Document excerpt Start Marker
Creepy and atmospheric, evocative of Stephen King’s classic Pet Sematary, The Migration is a story of sisterhood, transformation, and the limitations of love, from a thrilling new voice in Canadian fiction.
When I was younger I didn’t know a thing about death. I thought it meant stillness, a body gone limp. A marionette with its strings cut. Death was like a long vacation – a going away.
Storms and flooding are worsening around the world, and a mysterious immune disorder has begun to afflict the young. Sophie Perella is about to begin her senior year of high school in Toronto when her little sister, Kira, is diagnosed. Their parents’ marriage falters under the strain, and Sophie’s mother takes the girls to Oxford, England, to live with their Aunt Irene. An Oxford University professor and historical epidemiologist obsessed with relics of the Black Death, Irene works with a centre that specializes in treating people with the illness. She is a friend to Sophie, and offers a window into a strange and ancient history of human plague and recovery. Sophie just wants to understand what’s happening now; but as mortality rates climb, and reports emerge of bodily tremors in the deceased, it becomes clear there is nothing normal about this condition – and that the dead aren’t staying dead. When Kira succumbs, Sophie faces an unimaginable choice: let go of the sister she knows, or take action to embrace something terrifying and new.
Tender and chilling, unsettling and hopeful, The Migration is a story of a young woman’s dawning awareness of mortality and the power of the human heart to thrive in cataclysmic circumstances.
Circa l’autore
HELEN MARSHALL is the World Fantasy Award-winning author of two short story collections and two poetry chapbooks. Her stories and poetry have appeared in magazines and anthologies including Abyss & Apex, Lady Churchill’s Rosebud Wristlet and Tor.com. She obtained a Ph D from the Centre for Medieval Studies at the University of Toronto, and then spent two years completing a postdoctoral fellowship at the University of Oxford investigating literature written during the time of the Black Death. Helen has worked as a managing editor for Chi Zine Publications, and was recently hired as a permanent Lecturer in Creative Writing and Publishing at Anglia Ruskin University in Cambridge. She grew up in Sarnia, Ontario, and now resides in Cambridge.
Document excerpt End Marker
> **Work order**
List every magazine or anthology that the book description names as having published the author's stories and poetry. The entries that follow have no connection to the book description.
Extracted entries Start Marker
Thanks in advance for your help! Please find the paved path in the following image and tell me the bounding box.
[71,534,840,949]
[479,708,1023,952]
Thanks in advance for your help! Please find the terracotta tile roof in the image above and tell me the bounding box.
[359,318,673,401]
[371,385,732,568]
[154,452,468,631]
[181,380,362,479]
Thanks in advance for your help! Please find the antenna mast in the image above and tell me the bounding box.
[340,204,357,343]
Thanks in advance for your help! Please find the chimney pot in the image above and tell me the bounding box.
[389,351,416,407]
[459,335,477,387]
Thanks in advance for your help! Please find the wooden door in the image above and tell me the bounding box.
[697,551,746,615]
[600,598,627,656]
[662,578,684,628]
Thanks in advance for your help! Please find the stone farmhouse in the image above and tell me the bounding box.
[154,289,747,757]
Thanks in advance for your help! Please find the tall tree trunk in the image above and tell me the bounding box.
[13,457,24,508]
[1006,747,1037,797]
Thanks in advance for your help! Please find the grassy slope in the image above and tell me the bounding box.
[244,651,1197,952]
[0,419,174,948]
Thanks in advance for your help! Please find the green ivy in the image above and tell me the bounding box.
Extracted entries End Marker
> **Solution to this exercise**
Abyss & Apex, Lady Churchill's Rosebud Wristlet, Tor.com